(Point annotation records)
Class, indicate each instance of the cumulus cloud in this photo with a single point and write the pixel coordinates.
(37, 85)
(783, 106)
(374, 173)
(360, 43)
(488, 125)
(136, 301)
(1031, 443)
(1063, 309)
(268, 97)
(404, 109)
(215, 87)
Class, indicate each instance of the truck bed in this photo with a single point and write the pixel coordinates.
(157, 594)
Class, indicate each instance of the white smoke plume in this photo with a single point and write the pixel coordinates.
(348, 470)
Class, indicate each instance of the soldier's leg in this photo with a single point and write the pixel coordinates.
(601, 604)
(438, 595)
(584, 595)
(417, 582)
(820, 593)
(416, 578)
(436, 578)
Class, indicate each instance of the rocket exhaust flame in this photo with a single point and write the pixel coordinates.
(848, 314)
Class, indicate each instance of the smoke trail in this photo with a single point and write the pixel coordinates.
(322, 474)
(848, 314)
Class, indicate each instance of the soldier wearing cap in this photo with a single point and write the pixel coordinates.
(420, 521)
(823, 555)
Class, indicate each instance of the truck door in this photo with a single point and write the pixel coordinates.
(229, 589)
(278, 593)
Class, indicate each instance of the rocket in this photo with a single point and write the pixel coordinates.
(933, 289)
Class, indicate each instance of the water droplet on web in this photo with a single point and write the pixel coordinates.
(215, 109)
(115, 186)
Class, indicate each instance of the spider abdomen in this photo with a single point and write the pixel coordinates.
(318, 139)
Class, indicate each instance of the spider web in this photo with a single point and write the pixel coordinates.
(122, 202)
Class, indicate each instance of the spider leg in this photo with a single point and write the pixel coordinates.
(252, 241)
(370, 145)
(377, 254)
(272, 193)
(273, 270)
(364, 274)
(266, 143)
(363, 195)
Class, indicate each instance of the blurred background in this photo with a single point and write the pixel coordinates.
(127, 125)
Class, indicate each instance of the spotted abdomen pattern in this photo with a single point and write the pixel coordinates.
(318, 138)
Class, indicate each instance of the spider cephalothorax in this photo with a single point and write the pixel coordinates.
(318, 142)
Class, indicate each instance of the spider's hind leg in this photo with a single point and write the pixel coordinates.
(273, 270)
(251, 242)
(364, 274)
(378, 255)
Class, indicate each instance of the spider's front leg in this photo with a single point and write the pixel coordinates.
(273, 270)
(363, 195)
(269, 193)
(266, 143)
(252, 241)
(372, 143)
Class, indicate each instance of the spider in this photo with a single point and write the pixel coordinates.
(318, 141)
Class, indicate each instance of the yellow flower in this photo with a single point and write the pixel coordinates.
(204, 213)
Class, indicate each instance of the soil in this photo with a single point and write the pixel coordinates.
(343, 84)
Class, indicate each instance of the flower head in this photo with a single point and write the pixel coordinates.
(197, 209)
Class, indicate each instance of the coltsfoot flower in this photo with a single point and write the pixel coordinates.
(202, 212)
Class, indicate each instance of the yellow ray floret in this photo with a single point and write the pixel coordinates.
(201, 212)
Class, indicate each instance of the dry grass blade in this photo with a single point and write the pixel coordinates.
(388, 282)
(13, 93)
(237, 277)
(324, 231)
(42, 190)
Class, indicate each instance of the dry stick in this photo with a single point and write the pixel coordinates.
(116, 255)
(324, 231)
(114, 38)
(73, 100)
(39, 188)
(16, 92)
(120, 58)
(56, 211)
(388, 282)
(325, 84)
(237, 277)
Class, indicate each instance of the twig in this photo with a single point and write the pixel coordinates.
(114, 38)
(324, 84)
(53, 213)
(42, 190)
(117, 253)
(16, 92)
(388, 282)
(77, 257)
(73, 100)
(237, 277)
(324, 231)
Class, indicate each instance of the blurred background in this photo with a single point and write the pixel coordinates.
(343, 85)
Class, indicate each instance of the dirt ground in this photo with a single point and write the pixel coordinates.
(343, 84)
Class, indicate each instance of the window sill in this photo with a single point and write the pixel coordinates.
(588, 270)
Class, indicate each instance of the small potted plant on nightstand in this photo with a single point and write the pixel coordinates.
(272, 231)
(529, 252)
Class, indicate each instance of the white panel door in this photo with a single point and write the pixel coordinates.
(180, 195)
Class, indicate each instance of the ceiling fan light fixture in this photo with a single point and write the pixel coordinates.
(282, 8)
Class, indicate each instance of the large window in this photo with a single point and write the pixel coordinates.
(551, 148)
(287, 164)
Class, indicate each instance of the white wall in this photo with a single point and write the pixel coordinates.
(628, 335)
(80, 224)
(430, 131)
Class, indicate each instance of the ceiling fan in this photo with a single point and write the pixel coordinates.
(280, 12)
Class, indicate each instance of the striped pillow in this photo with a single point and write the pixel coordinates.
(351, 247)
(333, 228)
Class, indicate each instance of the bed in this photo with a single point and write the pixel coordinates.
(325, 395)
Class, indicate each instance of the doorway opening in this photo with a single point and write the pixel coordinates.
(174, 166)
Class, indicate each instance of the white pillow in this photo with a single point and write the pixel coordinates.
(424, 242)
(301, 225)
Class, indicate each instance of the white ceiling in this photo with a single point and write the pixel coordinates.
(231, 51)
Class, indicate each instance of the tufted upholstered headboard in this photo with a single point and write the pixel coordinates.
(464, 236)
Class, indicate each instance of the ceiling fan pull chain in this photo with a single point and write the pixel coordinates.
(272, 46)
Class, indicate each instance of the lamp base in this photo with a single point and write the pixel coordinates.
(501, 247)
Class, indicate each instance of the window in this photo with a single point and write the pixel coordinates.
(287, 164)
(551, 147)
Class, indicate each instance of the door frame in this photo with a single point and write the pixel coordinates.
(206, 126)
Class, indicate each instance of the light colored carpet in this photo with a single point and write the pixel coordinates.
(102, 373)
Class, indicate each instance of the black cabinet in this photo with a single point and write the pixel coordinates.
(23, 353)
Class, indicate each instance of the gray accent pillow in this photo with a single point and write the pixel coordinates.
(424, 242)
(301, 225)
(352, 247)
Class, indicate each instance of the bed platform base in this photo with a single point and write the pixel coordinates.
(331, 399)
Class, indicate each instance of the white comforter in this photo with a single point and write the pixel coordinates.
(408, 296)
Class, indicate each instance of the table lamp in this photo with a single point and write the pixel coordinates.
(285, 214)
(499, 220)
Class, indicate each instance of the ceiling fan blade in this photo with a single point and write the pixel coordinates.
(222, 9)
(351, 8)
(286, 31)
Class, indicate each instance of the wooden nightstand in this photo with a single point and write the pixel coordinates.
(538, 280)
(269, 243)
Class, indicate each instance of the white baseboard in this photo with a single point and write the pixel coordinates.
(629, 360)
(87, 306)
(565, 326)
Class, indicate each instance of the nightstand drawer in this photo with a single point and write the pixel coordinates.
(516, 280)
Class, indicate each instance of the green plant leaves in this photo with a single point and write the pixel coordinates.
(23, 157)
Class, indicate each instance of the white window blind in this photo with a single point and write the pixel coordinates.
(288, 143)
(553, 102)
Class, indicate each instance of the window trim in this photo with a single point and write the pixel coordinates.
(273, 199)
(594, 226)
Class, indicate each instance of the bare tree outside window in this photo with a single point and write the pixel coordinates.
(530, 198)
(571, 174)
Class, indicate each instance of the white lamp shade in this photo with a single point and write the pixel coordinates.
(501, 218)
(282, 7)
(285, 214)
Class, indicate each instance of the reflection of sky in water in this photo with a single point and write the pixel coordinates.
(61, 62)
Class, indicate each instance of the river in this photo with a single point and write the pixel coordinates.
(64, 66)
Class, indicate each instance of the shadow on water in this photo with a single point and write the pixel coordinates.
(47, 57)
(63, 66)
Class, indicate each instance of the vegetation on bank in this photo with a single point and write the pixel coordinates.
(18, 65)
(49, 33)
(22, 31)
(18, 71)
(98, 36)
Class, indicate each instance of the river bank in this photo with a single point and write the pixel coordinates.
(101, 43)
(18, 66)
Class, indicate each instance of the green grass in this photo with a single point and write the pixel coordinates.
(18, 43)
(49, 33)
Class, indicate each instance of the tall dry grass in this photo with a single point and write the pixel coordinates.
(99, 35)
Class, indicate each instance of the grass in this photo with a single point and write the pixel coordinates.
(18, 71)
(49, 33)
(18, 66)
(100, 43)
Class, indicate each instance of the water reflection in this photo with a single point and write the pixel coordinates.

### Work to be completed
Change "river bank" to "stream bank" in the lines starting at the one that contains "Class, indicate each instance of the vegetation" and ending at the last line, and give only those lines back with nothing else altered.

### Correct result
Class, indicate each instance of the vegetation on bank in this photo with a single point and write the pixel coordinates.
(18, 65)
(49, 33)
(22, 31)
(18, 71)
(98, 36)
Class, indicate each instance of the stream bank in this photo with a single point and write the pixel coordinates.
(101, 43)
(18, 66)
Class, indicate each instance of the green grass in this photo with a single point and write the pixel coordinates.
(18, 43)
(49, 33)
Class, indicate each instance of the tall dry grass in this photo with a single point and write the pixel coordinates.
(99, 35)
Class, indicate each instance of the grass in this photo with a single point and write the pixel coordinates.
(18, 71)
(49, 33)
(18, 66)
(100, 43)
Class, indicate each instance of the water reflection in this photo with a single point and write the pixel coordinates.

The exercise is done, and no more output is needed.